日立製作所 震災復興支援強化 原子力売上20年度に倍増

日立製作所は16日、中期経営計画の実現に向けた主要8事業の戦略を発表した。同計画の最終年次となる12年度に向け、同社の目指す「社会イノベーション事業による成長と安定的経営基盤の確立」達成のための事業方針・業績目標を示すもの。電力システム事業では、@グローバル化の推進加速Aサービスビジネスの拡大B東日本大震災復興支援への取組――を柱に据え、全体の売上高を、10年度実績の8132億円から、12年度に8700億円、15年度に1兆1000億円を目指す。特に、原子力事業については、福島対策支援とさらなる安全性向上を掲げ、売上高を、10年度の1800億円から、20年度には3600億円までの倍増を展望する。
+++++
作業の指示 — 日立の事業戦略についての記事の続きを、最後の文のあとから書いてください。 下のデータは、日立の事業戦略についての記事とは関係ありません。

元データ —
+++++
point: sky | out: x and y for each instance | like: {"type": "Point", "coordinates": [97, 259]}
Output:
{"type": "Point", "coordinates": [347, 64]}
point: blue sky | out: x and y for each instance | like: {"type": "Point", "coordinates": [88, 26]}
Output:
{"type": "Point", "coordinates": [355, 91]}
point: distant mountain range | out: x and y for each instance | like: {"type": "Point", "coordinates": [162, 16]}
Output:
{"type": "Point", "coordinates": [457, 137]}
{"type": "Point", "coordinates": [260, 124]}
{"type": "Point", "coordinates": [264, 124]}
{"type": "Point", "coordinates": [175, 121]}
+++++
解答 —
日立製作所は、これに先立つ9日、中期経営計画の進捗状況を発表し、売上高を10年度の9兆3158億円から、11年度に9兆5000億円、12年度には10兆円の大台に上げる目標を掲げる一方、先の東日本大震災に伴う被災地支援、インフラ復旧、生産再開と節電を課題にあげ、「リスクに強い事業継続基盤の構築」を、また、震災により変化した価値観とニーズを踏まえ、「持続可能な社会インフラづくりへの貢献」を、復興支援・対策の柱に掲げている。

原子力市場を巡っては、国内の新規建設計画停滞、諸外国の原子力計画見直し、自然エネルギーの導入加速の動きなど、不透明な現状だが、世界的に継続する原子力発電需要に向け、安全性向上を図り推進していくとした。福島対策については既に、社長直属の「福島原子力発電所プロジェクト推進本部」の下、協力企業含め2200名以上の支援体制をとっているが、今後、恒久冷却システム、封じ込め設備、燃料取り出し・移送、海水処理、廃液処理などの中長期対策に向け、組織を新設し、対応を強化するとしている。海外事業については原子力新規建設推進国への拡販を重点に、日立・GEによる「one team」体制で、引き続き推進強化を図っていく。

電力流通では、統括部門を設置し、日立グループの総合力を結集し、グローバル市場規模6兆円での受注拡大を目指す。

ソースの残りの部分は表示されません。